▶ _EXERCISE_
Copy out the items word for word, from the line containing "Exercise. Point to the railcar" through the end of the items.

--- Start of EXTRACTED RECORDS ---

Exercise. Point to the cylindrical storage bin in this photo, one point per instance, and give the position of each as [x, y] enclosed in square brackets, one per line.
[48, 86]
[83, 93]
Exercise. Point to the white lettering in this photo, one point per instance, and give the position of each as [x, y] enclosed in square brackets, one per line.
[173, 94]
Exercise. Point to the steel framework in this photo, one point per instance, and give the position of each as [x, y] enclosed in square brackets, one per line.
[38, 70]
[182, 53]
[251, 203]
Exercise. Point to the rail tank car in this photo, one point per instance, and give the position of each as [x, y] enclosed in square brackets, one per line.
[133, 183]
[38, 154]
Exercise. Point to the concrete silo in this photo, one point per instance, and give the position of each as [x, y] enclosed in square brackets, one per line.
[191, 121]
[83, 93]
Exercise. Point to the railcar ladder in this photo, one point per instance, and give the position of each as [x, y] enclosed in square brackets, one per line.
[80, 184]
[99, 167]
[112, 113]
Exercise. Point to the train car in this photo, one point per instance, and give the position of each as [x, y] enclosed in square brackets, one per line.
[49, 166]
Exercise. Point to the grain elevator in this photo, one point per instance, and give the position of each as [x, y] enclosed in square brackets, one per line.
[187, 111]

--- End of EXTRACTED RECORDS ---

▶ _OUTPUT_
Exercise. Point to the railcar ladder in this photo, one point per instance, and give the position of each as [x, y] enclosed in square brackets, one per line.
[80, 184]
[99, 167]
[112, 113]
Exercise. Point to the train car in this photo, one point per instance, and give the position of each as [x, y] enclosed in square brackets, one per line.
[49, 166]
Exercise. Point to the grain elevator in this photo, one point per instance, and give the position of each as [x, y] enclosed in square brackets, one per line.
[187, 111]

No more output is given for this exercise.